Only the lines from the top of the data through the line containing "# mark a point on every instance of the packed" should be duplicated, exactly as they appear.

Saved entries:
=== Section Start ===

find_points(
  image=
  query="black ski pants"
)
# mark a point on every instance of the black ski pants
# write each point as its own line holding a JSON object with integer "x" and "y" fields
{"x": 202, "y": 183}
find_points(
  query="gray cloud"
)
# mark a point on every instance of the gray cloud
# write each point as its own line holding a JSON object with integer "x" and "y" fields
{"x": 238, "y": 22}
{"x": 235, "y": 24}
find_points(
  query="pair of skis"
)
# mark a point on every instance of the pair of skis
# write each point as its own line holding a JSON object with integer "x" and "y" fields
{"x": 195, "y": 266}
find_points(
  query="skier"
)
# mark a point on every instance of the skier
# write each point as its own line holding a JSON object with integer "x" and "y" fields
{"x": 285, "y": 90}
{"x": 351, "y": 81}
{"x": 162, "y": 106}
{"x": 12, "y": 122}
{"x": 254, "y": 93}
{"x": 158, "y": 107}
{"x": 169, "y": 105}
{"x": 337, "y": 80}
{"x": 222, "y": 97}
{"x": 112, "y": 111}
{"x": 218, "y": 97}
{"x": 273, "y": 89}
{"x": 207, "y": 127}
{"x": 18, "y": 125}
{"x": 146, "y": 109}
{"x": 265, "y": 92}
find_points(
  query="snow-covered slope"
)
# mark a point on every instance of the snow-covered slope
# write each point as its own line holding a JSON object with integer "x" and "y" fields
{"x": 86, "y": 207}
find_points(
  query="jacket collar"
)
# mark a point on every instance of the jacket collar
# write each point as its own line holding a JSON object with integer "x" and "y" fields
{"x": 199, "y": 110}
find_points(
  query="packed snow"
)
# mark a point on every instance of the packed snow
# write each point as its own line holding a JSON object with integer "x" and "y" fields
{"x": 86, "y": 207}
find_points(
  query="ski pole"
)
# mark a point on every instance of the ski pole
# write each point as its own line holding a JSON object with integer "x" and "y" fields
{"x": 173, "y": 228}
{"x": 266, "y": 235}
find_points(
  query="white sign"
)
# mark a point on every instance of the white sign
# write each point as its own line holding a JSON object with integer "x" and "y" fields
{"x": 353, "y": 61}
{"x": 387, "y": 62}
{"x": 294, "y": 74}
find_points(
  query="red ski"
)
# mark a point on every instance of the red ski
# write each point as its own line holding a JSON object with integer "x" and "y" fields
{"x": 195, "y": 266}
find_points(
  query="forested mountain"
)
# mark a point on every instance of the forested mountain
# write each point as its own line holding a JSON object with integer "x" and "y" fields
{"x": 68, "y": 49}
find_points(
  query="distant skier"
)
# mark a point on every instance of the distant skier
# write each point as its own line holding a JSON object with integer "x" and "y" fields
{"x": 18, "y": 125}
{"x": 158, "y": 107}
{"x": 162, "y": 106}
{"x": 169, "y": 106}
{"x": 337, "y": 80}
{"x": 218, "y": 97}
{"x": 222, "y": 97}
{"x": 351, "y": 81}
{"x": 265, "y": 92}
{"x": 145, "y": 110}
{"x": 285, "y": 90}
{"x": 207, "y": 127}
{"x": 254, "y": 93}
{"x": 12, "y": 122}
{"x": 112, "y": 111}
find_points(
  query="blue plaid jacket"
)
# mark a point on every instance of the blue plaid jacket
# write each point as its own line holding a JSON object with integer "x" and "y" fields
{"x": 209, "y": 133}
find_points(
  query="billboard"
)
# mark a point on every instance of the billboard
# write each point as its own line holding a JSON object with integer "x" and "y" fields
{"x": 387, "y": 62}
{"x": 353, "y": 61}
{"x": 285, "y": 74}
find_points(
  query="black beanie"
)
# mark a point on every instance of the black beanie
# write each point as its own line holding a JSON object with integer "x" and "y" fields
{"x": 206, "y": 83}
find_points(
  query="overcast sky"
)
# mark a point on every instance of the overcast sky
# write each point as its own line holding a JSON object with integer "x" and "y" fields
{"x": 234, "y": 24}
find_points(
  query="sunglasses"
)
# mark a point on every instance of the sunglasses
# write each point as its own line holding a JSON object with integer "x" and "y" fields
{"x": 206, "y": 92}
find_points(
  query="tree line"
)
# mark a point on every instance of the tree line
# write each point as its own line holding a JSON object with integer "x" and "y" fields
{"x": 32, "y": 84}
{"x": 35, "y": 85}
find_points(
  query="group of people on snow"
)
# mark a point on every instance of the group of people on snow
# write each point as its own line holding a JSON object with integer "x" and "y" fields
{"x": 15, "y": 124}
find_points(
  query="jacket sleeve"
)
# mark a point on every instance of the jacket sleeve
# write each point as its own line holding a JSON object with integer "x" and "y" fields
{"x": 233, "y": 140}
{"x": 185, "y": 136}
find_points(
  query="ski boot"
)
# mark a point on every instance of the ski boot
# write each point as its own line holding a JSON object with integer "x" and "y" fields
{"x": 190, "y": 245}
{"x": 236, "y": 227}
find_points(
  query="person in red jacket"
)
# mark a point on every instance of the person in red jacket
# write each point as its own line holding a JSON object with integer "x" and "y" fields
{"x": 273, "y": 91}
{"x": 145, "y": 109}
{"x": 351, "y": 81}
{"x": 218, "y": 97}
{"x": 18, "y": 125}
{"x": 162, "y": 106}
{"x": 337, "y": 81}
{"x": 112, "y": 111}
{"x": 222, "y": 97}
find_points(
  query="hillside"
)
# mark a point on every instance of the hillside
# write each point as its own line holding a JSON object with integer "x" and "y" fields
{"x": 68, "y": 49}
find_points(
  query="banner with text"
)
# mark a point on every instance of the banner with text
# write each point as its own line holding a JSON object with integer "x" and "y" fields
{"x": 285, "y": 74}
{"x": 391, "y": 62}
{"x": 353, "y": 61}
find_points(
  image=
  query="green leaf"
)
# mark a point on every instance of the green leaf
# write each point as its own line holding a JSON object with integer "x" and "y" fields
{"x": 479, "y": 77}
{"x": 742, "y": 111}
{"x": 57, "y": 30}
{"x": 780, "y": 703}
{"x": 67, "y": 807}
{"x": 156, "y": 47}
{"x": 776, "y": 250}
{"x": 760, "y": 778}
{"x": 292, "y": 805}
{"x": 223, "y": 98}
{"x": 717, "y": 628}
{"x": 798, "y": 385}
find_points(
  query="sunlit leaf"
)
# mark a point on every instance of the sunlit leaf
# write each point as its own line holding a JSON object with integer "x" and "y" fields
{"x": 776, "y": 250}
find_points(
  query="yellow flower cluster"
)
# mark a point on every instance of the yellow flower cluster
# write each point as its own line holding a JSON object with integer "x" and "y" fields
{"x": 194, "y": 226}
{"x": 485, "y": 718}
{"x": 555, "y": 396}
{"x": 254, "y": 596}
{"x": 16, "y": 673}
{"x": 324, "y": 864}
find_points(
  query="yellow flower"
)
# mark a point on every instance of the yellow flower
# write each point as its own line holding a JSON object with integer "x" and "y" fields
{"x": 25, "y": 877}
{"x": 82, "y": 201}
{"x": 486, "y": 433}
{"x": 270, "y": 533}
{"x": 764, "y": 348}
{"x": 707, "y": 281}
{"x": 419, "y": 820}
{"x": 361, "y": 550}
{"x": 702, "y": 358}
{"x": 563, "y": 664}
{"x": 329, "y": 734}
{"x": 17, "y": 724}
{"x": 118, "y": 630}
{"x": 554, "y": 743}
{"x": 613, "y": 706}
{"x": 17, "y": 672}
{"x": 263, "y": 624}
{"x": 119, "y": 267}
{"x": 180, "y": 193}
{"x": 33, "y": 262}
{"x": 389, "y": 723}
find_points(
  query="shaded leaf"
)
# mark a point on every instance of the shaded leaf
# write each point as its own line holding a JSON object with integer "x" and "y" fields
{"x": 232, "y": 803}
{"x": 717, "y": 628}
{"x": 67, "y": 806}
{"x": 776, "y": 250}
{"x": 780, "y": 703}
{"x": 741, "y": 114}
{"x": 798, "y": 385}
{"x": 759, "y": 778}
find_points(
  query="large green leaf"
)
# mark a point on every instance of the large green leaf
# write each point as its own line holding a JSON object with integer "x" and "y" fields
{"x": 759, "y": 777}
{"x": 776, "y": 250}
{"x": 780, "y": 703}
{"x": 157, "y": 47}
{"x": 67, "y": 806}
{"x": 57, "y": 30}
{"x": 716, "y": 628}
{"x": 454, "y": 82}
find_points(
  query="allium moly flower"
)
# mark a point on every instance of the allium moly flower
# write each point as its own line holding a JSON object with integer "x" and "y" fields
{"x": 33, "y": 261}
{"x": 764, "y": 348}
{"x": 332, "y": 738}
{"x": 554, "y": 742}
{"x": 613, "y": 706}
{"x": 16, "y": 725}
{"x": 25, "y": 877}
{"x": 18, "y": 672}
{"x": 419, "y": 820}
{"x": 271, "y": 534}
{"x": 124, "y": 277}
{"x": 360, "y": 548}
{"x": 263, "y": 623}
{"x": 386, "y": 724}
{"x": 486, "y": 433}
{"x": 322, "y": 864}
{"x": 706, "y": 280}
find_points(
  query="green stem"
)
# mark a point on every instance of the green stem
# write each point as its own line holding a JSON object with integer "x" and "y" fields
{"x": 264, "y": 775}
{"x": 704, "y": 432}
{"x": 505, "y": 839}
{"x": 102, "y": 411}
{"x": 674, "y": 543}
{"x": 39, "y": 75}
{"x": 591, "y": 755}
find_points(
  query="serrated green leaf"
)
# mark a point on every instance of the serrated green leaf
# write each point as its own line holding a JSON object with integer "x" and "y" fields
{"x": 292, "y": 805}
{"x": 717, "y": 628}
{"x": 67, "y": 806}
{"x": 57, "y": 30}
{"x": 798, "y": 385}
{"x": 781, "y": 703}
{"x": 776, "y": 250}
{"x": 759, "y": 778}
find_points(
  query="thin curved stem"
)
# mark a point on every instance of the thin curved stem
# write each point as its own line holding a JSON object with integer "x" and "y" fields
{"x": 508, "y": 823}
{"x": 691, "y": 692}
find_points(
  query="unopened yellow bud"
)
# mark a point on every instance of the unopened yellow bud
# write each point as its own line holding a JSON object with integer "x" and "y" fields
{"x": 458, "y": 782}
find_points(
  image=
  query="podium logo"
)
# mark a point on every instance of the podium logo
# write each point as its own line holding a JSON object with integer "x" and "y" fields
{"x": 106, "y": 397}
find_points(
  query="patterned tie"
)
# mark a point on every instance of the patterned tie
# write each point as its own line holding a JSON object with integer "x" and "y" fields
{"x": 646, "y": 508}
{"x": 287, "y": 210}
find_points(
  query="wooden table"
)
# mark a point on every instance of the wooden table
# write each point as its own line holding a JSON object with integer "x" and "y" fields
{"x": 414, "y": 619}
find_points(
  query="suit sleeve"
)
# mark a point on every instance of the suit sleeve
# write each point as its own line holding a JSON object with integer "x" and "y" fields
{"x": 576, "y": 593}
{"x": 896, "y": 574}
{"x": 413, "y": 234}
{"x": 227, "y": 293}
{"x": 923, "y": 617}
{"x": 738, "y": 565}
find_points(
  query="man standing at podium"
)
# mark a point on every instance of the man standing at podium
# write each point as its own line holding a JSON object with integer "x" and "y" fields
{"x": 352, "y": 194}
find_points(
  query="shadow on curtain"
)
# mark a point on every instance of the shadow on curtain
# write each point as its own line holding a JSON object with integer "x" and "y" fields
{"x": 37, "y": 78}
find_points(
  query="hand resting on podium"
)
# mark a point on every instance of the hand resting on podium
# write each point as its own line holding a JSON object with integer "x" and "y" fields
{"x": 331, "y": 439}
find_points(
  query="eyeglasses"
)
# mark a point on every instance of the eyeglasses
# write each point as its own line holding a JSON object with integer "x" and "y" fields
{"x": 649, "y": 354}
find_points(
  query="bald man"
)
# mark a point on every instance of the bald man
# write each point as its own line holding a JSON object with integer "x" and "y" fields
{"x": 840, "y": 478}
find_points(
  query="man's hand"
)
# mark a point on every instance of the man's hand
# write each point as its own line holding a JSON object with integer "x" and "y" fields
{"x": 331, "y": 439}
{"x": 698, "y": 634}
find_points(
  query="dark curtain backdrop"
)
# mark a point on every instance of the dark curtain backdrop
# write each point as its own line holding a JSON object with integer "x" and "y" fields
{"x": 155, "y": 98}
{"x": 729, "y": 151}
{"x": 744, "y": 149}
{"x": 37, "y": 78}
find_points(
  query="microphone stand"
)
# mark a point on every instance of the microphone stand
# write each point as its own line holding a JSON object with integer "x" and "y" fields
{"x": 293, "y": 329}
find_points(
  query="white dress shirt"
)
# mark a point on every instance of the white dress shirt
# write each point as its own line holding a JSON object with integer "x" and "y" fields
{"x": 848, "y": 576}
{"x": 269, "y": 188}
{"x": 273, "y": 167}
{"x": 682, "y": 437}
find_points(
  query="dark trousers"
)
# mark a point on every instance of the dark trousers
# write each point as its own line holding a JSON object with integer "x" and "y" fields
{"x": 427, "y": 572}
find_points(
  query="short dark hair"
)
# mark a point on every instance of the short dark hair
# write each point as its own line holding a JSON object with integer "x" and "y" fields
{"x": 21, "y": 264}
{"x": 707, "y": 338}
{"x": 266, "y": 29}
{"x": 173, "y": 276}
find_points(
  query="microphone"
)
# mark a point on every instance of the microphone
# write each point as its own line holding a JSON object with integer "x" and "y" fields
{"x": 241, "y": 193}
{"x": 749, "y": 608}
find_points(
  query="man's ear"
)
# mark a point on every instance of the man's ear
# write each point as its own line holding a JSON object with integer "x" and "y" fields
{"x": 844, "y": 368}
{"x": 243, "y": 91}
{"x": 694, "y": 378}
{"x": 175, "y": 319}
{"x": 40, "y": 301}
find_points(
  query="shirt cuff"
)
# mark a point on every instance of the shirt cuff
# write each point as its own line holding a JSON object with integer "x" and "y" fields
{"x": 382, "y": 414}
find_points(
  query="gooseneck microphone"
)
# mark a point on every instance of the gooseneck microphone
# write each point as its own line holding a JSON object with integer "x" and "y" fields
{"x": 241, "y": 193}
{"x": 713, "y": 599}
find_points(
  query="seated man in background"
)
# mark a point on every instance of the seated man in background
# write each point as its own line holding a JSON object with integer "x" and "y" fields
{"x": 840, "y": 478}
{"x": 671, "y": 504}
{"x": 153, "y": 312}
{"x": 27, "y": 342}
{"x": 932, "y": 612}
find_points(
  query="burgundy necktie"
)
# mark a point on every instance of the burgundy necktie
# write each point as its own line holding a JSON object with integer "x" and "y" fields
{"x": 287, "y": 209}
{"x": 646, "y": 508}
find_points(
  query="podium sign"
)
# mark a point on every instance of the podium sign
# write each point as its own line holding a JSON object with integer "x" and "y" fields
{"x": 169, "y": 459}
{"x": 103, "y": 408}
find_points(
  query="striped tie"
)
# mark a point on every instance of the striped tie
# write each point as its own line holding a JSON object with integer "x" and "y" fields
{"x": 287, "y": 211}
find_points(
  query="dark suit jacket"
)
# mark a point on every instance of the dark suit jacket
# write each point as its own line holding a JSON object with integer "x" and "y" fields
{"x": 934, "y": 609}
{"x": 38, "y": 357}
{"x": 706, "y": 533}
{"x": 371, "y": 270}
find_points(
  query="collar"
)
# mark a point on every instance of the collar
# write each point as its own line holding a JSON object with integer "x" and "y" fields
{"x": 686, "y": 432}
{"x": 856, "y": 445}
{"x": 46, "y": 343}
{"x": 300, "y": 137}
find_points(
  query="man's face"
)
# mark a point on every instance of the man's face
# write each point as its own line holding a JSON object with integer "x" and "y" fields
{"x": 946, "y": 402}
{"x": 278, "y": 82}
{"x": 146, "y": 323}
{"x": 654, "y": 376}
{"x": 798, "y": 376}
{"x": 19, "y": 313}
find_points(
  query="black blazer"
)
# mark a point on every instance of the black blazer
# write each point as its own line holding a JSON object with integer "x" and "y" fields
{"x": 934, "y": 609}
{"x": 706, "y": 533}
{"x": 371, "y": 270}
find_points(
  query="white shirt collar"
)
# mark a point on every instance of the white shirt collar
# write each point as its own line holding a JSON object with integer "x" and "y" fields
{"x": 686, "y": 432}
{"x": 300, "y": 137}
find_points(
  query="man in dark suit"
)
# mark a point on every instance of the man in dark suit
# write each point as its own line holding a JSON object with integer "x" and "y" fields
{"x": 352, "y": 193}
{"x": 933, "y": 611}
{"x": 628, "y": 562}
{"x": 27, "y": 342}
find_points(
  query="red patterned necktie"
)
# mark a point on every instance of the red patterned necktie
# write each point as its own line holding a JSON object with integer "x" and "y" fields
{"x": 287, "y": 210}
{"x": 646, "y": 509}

=== Section End ===

**SOLUTION TO THIS EXERCISE**
find_points(
  image=
  query="black ski pants"
)
# mark a point on every instance of the black ski pants
# write each point as its own line holding a JSON object with integer "x" and "y" fields
{"x": 202, "y": 183}
find_points(
  query="gray cloud"
)
# mark a point on every instance of the gray cloud
# write each point as its own line holding a JSON object with integer "x" and "y" fields
{"x": 238, "y": 22}
{"x": 235, "y": 24}
find_points(
  query="pair of skis"
)
# mark a point on every instance of the pair of skis
# write each point as its own line holding a JSON object with integer "x" and "y" fields
{"x": 195, "y": 266}
find_points(
  query="skier"
)
# mark a point on every instance of the skier
# write each point as its own line holding a JSON object with integer "x" and "y" fields
{"x": 285, "y": 90}
{"x": 351, "y": 81}
{"x": 162, "y": 106}
{"x": 12, "y": 122}
{"x": 254, "y": 93}
{"x": 158, "y": 107}
{"x": 169, "y": 105}
{"x": 337, "y": 80}
{"x": 222, "y": 97}
{"x": 112, "y": 111}
{"x": 218, "y": 97}
{"x": 273, "y": 89}
{"x": 207, "y": 127}
{"x": 18, "y": 125}
{"x": 146, "y": 109}
{"x": 265, "y": 92}
find_points(
  query="snow-covered slope"
)
# mark a point on every instance of the snow-covered slope
# write each point as its own line holding a JSON object with integer "x" and "y" fields
{"x": 86, "y": 207}
find_points(
  query="jacket collar"
)
# mark a point on every instance of the jacket collar
# write each point as its own line holding a JSON object with integer "x" and "y" fields
{"x": 199, "y": 110}
find_points(
  query="packed snow"
)
# mark a point on every instance of the packed snow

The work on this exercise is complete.